> [RECORDS FOR THIS EXERCISE]:

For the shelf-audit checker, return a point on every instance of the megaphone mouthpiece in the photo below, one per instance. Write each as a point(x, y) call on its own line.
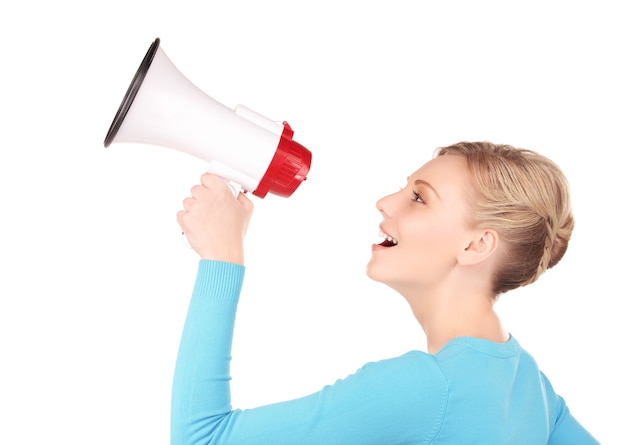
point(162, 107)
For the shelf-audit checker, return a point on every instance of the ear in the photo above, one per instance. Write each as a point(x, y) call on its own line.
point(479, 248)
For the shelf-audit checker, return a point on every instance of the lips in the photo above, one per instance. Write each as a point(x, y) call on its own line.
point(388, 241)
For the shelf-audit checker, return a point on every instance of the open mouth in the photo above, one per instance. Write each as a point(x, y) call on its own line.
point(388, 241)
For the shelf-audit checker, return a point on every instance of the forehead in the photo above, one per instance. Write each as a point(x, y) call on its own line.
point(443, 169)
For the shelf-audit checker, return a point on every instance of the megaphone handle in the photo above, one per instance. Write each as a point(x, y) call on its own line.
point(235, 188)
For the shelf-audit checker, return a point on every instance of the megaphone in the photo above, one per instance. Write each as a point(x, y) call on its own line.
point(162, 107)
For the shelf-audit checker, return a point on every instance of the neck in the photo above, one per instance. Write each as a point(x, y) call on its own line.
point(448, 315)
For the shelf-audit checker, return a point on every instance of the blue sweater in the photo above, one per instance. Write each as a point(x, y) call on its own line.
point(472, 391)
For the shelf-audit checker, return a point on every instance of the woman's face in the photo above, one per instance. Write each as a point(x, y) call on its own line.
point(426, 224)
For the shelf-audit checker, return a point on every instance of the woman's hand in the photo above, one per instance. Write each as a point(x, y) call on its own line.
point(214, 221)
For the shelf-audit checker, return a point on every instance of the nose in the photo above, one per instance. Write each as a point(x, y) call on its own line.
point(383, 204)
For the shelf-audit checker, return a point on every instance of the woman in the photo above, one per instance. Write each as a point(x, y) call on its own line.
point(474, 222)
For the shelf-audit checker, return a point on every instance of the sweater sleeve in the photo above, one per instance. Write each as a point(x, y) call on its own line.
point(399, 400)
point(565, 429)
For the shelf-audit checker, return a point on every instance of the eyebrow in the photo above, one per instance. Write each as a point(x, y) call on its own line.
point(427, 184)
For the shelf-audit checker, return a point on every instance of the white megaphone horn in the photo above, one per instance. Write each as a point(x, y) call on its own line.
point(162, 107)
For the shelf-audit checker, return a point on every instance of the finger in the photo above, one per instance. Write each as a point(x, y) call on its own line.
point(210, 180)
point(188, 203)
point(246, 203)
point(180, 218)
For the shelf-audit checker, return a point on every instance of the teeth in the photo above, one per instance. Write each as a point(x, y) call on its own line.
point(388, 238)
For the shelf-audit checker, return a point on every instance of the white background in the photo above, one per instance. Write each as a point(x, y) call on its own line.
point(95, 279)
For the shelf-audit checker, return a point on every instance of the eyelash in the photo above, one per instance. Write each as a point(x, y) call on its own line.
point(417, 197)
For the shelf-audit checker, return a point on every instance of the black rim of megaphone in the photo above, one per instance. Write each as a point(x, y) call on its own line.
point(131, 93)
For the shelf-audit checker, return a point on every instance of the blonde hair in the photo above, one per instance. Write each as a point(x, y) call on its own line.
point(523, 196)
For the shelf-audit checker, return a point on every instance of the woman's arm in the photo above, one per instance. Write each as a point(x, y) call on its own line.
point(401, 400)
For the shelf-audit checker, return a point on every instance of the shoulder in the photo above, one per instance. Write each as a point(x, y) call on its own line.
point(413, 375)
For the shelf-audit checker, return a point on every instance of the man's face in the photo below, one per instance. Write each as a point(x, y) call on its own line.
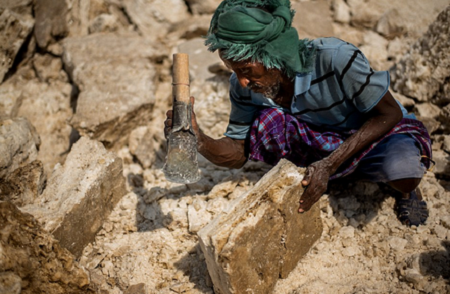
point(256, 77)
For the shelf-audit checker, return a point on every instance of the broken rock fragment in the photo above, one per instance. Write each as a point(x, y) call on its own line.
point(32, 261)
point(261, 236)
point(19, 144)
point(80, 195)
point(115, 77)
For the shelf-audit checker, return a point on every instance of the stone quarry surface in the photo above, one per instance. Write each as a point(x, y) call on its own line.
point(426, 67)
point(153, 18)
point(24, 185)
point(32, 260)
point(116, 82)
point(51, 23)
point(19, 144)
point(318, 13)
point(261, 236)
point(80, 195)
point(149, 242)
point(16, 25)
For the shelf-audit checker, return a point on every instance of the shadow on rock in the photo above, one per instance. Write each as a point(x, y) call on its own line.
point(170, 205)
point(357, 203)
point(193, 265)
point(437, 263)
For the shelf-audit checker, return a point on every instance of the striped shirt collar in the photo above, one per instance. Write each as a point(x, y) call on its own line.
point(302, 83)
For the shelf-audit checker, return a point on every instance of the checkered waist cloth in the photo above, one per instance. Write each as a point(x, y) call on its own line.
point(275, 135)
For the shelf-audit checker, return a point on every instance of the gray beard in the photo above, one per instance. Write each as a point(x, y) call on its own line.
point(270, 92)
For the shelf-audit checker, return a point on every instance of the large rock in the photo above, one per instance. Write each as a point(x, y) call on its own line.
point(46, 104)
point(313, 19)
point(48, 108)
point(424, 70)
point(115, 77)
point(32, 261)
point(80, 195)
point(51, 24)
point(393, 18)
point(153, 18)
point(16, 25)
point(19, 144)
point(261, 237)
point(199, 59)
point(24, 184)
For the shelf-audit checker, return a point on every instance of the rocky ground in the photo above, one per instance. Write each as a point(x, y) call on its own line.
point(101, 70)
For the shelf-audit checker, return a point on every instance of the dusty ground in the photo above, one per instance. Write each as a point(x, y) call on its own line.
point(150, 237)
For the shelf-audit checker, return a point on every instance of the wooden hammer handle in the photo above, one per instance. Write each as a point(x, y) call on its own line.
point(180, 79)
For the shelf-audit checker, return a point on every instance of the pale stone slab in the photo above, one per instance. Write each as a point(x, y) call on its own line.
point(261, 236)
point(80, 195)
point(19, 144)
point(115, 77)
point(32, 261)
point(15, 29)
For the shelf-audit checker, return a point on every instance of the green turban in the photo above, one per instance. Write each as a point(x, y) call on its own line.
point(246, 31)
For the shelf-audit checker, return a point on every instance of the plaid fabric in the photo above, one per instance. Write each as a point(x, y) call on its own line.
point(275, 135)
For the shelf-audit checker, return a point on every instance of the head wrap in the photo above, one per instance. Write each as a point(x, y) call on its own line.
point(246, 31)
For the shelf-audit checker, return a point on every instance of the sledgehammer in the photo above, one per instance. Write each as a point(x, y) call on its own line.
point(181, 162)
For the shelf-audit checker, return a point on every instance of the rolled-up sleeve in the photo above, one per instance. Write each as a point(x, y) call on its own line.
point(359, 82)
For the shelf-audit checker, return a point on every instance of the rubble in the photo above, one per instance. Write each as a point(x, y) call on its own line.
point(16, 25)
point(19, 144)
point(80, 195)
point(32, 261)
point(261, 236)
point(116, 84)
point(116, 54)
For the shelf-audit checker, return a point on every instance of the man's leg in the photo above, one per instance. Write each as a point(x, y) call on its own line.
point(396, 161)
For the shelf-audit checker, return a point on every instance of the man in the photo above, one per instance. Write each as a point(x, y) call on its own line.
point(316, 103)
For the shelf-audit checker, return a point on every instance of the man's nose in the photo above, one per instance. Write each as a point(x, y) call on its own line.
point(243, 81)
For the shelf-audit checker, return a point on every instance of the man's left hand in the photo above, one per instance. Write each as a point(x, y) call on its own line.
point(316, 182)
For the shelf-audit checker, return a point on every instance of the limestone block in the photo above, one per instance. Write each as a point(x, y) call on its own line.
point(115, 78)
point(48, 107)
point(32, 261)
point(80, 195)
point(424, 69)
point(15, 30)
point(152, 16)
point(48, 68)
point(261, 236)
point(313, 19)
point(199, 58)
point(19, 143)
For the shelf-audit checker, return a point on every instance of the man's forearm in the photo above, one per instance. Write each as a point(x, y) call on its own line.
point(380, 122)
point(224, 152)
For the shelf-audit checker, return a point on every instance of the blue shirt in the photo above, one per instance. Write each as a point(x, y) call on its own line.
point(337, 93)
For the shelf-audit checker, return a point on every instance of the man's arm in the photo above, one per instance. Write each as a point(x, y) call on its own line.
point(224, 152)
point(382, 118)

> [TASK DETAILS]: Using the entries above, restate word for word every line from the one that contains "the blue shirt" through the last.

> [TASK RESPONSE]:
For the shelf-audit checker, return a point on every instance of the blue shirt in the photo above, one per instance. Write each as a point(x, y) call on its own line.
point(337, 93)
For the shelf-audit checker, return a point on every instance of the man's arm in the photo above, one per instance. Write each as a point(x, y) call on its own line.
point(224, 152)
point(382, 118)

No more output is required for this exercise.